[Start of Attachment]

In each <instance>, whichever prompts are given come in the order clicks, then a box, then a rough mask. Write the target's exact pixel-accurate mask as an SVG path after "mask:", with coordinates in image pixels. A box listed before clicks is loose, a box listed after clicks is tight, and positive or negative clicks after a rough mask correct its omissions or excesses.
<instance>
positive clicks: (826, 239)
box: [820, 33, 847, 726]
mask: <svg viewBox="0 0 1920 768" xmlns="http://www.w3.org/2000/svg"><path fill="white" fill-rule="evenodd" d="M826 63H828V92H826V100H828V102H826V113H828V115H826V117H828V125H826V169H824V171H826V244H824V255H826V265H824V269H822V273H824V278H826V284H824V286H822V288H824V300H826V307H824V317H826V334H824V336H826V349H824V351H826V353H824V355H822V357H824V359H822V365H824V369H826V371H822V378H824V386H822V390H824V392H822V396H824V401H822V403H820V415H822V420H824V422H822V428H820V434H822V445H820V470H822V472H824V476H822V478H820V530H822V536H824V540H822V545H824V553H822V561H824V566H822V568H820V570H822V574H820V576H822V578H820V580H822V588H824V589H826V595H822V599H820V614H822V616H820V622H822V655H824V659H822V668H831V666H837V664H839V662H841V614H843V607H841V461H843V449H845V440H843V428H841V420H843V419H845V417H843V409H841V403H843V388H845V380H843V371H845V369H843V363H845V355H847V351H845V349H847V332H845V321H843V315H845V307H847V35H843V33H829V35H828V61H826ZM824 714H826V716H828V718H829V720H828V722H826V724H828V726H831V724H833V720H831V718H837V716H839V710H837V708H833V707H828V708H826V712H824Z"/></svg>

[End of Attachment]

• **WHAT IS BEING ASKED**
Reproduce the data above verbatim, from its first line through its last.

• **SOLUTION FOR THIS TASK**
In each <instance>, whichever prompts are given come in the order clicks, then a box, then a rough mask. Write the target's exact pixel-accurate mask as an SVG path after "mask:", with coordinates in image pixels. A box listed before clicks is loose, a box listed after clicks is tight, and positive or negative clicks after a rough mask correct its omissions or excesses.
<instance>
positive clicks: (826, 239)
box: [820, 33, 847, 726]
mask: <svg viewBox="0 0 1920 768" xmlns="http://www.w3.org/2000/svg"><path fill="white" fill-rule="evenodd" d="M826 63H828V92H826V100H828V102H826V113H828V115H826V117H828V125H826V169H824V171H826V244H824V255H826V265H824V269H822V273H824V278H826V284H824V286H822V288H824V300H826V307H824V317H826V334H824V336H826V349H824V351H826V353H824V355H822V357H824V359H822V365H824V369H826V371H822V378H824V386H822V390H824V392H822V396H824V401H822V403H820V415H822V420H824V422H822V428H820V434H822V445H820V470H822V472H824V476H822V478H820V530H822V536H824V540H822V545H824V553H822V561H824V566H822V568H820V570H822V574H820V576H822V578H820V580H822V588H824V589H826V595H822V599H820V614H822V616H820V622H822V655H824V659H822V668H831V666H837V664H839V662H841V614H843V607H841V461H843V449H845V440H843V428H841V420H843V419H845V417H843V409H841V403H843V388H845V380H843V371H845V369H843V363H845V355H847V351H845V349H847V332H845V321H843V315H845V307H847V35H843V33H829V35H828V61H826ZM824 714H826V716H828V718H829V720H828V722H826V724H828V726H831V724H833V720H831V718H837V716H839V710H837V708H833V707H828V708H826V712H824Z"/></svg>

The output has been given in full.